Start of EXCERPT TO READ

One of the constant refrains from the anti-vax conspiracy crowd during the COVID-19 pandemic was that masks don’t work. “Don’t you know how tiny viruses are? They can easily get through any mask. It’s like trying to stop mosquitos with chicken wire. It’s all about control.”
Could they be right? Did they really notice something that had escaped the attention of surgeons, respiratory physicians, epidemiologists, virologists, and frontline health care workers for the last hundred years? Well, no.
Viruses are very tiny. Much smaller than the gaps in any mask you could breathe through. But as medical researchers and doctors repeatedly pointed out, viruses don’t travel around on their own. They sit in moist or greasy spots on surfaces or float around in droplets of water exhaled in sneezing, laughing, coughing or even just breathing. Inhalation of almost all of those droplets can be prevented by any good respirator or surgical mask.
Researchers learned very early that COVID-19 was not commonly spread through surface contact, but though inhaling infected droplets. Any reduction in initial viral load improves your body’s ability to recognise and respond to infection. So masking should work. Even cloth or paper masks which are less effective may still reduce viral load enough to allow a more robust immune response.

End of EXCERPT TO READ

= THE PROBLEM =
Resume the piece on whether masks work against COVID-19, picking up after its final sentence.

Start of EXTRACTED INFORMATION

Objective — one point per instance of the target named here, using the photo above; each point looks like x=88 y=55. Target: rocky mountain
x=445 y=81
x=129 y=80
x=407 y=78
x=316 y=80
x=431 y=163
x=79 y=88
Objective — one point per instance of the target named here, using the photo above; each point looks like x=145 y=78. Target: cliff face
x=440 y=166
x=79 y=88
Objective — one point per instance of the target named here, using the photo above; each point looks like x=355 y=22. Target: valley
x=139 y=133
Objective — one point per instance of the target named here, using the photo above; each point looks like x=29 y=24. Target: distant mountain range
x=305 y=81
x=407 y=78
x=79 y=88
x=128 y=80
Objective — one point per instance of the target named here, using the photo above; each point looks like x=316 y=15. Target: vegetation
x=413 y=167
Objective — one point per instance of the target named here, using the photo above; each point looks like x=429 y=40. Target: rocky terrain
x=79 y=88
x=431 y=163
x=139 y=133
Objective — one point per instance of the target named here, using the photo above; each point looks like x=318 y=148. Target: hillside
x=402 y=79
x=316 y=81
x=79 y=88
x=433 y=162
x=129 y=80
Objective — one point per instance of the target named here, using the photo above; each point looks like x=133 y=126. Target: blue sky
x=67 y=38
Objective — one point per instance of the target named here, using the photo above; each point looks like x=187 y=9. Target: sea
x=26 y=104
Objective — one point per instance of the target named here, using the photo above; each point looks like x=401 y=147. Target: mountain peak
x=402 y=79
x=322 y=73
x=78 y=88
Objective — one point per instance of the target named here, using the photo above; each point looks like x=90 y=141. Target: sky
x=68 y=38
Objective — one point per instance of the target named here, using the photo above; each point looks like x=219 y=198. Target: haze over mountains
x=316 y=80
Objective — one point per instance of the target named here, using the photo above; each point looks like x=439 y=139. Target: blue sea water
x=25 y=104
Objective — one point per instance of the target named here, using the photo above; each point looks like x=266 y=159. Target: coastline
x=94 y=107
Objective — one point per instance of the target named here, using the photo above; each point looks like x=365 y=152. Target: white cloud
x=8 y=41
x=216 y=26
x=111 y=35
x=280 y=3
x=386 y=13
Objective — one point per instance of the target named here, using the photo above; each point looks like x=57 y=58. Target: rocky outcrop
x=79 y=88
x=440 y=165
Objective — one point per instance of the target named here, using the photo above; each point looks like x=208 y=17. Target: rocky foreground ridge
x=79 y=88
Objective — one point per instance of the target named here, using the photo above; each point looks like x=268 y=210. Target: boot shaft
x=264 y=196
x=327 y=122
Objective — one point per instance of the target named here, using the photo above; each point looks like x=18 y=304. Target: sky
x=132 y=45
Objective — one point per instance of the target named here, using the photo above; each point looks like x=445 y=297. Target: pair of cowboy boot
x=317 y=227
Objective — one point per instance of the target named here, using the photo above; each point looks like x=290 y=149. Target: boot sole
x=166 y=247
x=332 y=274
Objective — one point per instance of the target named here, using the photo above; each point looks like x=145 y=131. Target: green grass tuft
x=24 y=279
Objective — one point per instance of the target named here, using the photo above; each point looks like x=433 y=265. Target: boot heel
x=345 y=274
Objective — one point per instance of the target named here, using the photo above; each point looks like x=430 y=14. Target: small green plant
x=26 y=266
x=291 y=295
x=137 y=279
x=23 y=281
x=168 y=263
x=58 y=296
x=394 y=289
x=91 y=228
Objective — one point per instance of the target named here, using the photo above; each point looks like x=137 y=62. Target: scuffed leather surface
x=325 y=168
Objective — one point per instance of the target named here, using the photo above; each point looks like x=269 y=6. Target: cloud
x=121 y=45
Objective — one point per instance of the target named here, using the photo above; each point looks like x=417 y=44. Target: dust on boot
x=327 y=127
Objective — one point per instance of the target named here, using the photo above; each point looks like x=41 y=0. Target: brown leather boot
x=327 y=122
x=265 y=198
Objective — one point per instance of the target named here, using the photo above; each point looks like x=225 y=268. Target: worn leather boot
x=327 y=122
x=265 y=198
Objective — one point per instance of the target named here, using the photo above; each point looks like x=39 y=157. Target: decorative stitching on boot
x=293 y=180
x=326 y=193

End of EXTRACTED INFORMATION
Start of EXTRACTED INFORMATION

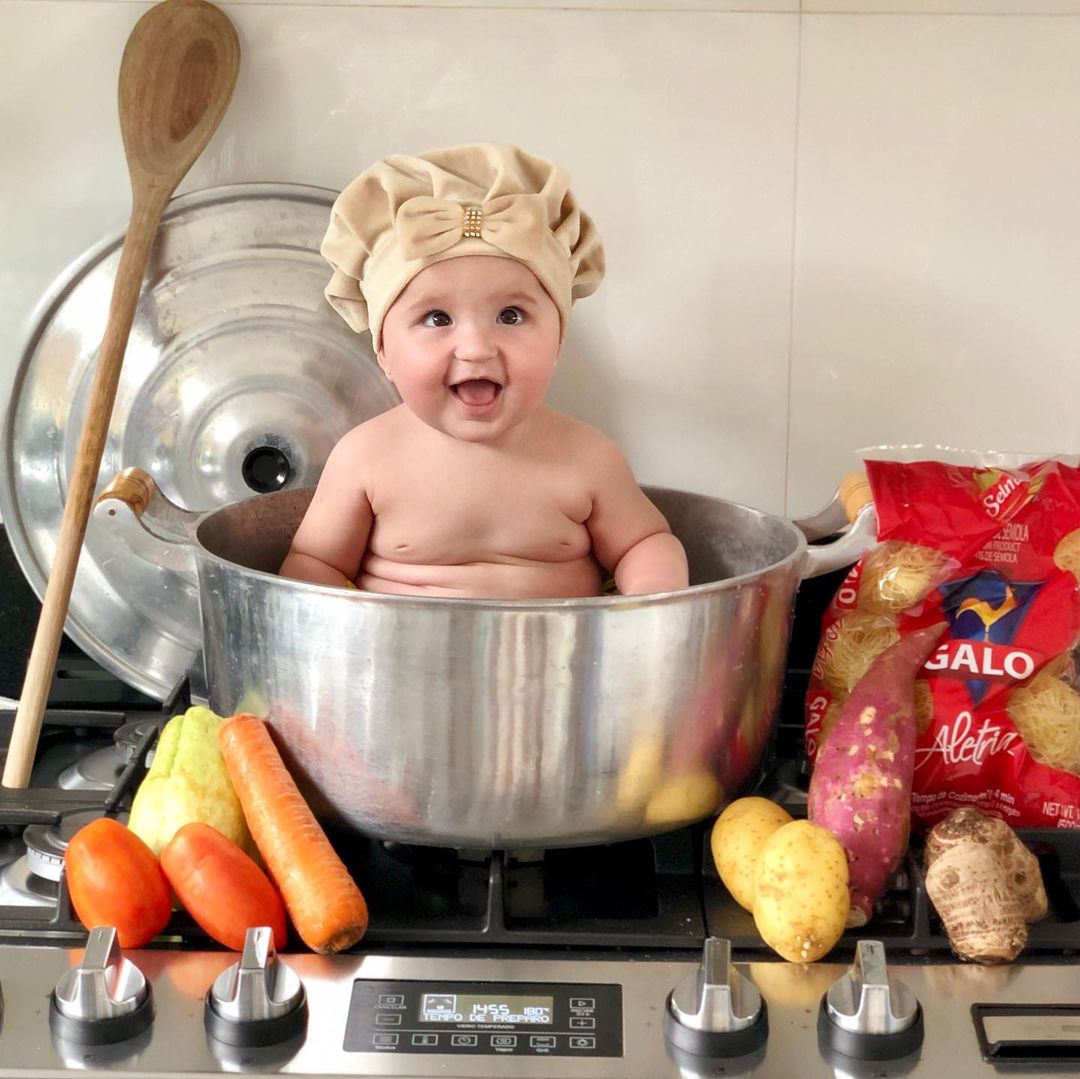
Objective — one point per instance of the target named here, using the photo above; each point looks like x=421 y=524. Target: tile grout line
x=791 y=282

End of EXTRACTED INFORMATION

= ANSWER TO THE EXERCISE =
But did they work? Just to be clear, there is no doubt that respirators and surgical masks dramatically reduce the risk of infection in clinical situations. Decades of experience and multiple studies have shown this. The question is, do they have a worthwhile effect in reducing transmission as a population-wide measure?
The answer is yes. In areas of high risk of aerosol/respiratory transmission, masks significantly reduce the risk of infection.
A recent large scale study in the USA compared infection rates in counties which mandated masks in periods of high risk with counties that didn’t, taking into account other factors such as population proximity and age. Mask mandates, even though sometimes unpopular and not fully complied with, resulted in lower rates of infection and death.